ЗАДАНИЕ A:
Согласуются ли с текстом для чтения следующие утверждения: (i) познание закона причинности зависит от опыта; (ii) вещь в себе есть только воля; (iii) мир как представление является единственной стороной мира? На каждое ответьте «да» или «нет» и приведите решающие слова текста точной цитатой.

ТЕКСТ ДЛЯ ЧТЕНИЯ:
%%
То, что все познает и никем не познается, это – субъект. Он, следовательно, носитель мира, общее и всегда предполагаемое условие всех явлений, всякого объекта: ибо только для субъекта существует все, что существует. (Там же. С. 55.) [c.9]

О причинности

Всякое воззрение не просто сенсуально, а интеллектуально, т.е. является чистым рассудочным познанием причины из действия и, следовательно, предполагает закон причинности, от познания которого зависит всякое воззрение и потому всякий опыт в своей первоначальной и всей возможности, а вовсе не наоборот, т.е. познание причинного закона не зависит от опыта, как утверждал скептицизм Юма, опровергаемый только этими соображениями. (Антология мировой философии. В 4-х т. Т.3. — М., 1971. С. 677.)

Внешний мир в пространстве и времени, проявляющий себя как чистую причинность, совершенно реален; и он есть, безусловно, то, за что он себя выдает, а выдает он себя всецело и без остатка за представление, связанное по закону причинности. В этом его эмпирическая реальность. Но с другой стороны, всякая причинность существует только в рассудке и для рассудка, и, следовательно, весь этот действительный, т.е. действующий, мир, как таковой, всегда обусловлен рассудком и без него – ничто…

Мир как представление не единственная, а только одна, как бы внешняя сторона мира, который имеет еще и совсем другую сторону: она представляет собой его внутреннее существо, его звено, вещь в себе; ее мы и рассмотрим <...>, назвав ее по самой непосредственной из ее объективаций волей. (Там же. С. 678-679.)

Не только в явлениях, вполне сходных с его собственным, [c.10] в людях и животных, признает он (человек) в качестве их внутренней сущности ту же волю, но дальнейшее размышление приведет его и к тому, что и ту силу, которая движет и живит растение, и ту силу, которая образует кристалл, и ту, которая направляет магнит к северу, и ту, которая встречает его ударом при соприкосновении разнородных металлов, и ту, которая в сродстве материальных веществ проявляется как отталкивание и притяжение, разделение и соединение, и, наконец, как тяготение, столь могуче-стремительное во всей материи, влекущее камень к земле и землю к солнцу, – все это признает он различным лишь в явлении, а в своей внутренней сущности тождественным с тем самым, что ему непосредственно известно так интимно и лучше всего другого и что в наиболее ясном своем обнаружении называется волей. Только в силу этого размышления мы и не останавливаемся дольше на явлении, а переходим к вещи в себе. Явление значит представление, и больше ничего: всякое представление, какого бы рода оно ни было, всякий объект —явление. Но вещь в себе — это только воля, которая, как таковая, вовсе не представление, а нечто от него отличное: она то, чего проявлением, видимостью, объектностью служит всякое представление, всякий объект. Она — самая сердцевина, самое зерно всего частного, как и целого; она проявляется в каждой слепо действующей силе природы, но она же проявляется и в обдуманной деятельности человека: великое различие между первой и последней касается только степени проявления, но не сущности [c.11] того, что проявляется. (Там же. С. 685.)
%%
ЗАДАНИЕ B:
Укажите, сколько строк листинга содержат слово «black». В ответе дайте только число.

ЗАПИСИ НАБОРА ДАННЫХ:
%%
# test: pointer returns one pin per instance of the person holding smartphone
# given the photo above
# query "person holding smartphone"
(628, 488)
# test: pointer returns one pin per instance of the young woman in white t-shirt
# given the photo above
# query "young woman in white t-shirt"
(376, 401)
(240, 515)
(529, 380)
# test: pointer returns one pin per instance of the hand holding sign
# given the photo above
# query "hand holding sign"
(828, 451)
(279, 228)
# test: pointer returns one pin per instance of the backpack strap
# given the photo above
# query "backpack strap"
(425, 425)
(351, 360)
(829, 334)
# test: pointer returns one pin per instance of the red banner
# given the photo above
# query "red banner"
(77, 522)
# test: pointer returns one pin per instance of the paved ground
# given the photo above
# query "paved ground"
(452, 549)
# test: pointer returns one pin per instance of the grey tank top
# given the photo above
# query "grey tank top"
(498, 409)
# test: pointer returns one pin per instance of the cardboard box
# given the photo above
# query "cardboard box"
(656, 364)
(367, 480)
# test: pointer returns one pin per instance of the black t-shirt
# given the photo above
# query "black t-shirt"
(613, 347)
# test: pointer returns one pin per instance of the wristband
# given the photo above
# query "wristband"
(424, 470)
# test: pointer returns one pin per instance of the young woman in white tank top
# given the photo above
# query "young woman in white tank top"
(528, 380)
%%
%%
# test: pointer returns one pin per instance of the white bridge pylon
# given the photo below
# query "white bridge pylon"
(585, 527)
%%
%%
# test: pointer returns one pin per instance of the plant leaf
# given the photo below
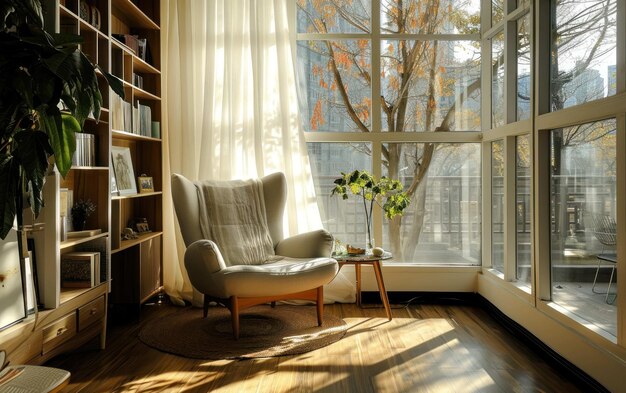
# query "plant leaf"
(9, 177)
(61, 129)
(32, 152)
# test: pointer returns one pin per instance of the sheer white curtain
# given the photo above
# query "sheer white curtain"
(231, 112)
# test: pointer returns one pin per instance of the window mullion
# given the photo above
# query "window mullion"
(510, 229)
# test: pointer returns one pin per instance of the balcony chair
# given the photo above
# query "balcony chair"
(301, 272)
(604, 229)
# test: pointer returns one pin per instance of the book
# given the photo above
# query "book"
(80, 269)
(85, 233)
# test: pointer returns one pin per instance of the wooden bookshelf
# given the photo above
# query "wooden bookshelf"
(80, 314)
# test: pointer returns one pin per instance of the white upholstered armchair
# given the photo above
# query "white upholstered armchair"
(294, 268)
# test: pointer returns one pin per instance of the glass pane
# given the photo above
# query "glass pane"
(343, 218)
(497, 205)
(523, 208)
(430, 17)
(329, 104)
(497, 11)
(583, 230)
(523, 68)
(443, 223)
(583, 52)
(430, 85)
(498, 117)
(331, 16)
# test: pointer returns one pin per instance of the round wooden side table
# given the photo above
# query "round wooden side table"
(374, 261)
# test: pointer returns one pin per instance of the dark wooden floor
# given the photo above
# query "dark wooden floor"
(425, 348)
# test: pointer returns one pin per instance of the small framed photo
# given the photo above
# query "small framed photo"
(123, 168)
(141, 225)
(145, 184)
%%
РЕЗУЛЬТАТ УПРАЖНЕНИЯ A:
(i) Нет: «познание причинного закона не зависит от опыта».
(ii) Да: «вещь в себе — это только воля».
(iii) Нет: «Мир как представление не единственная, а только одна, как бы внешняя сторона мира».

РЕЗУЛЬТАТ УПРАЖНЕНИЯ B:
2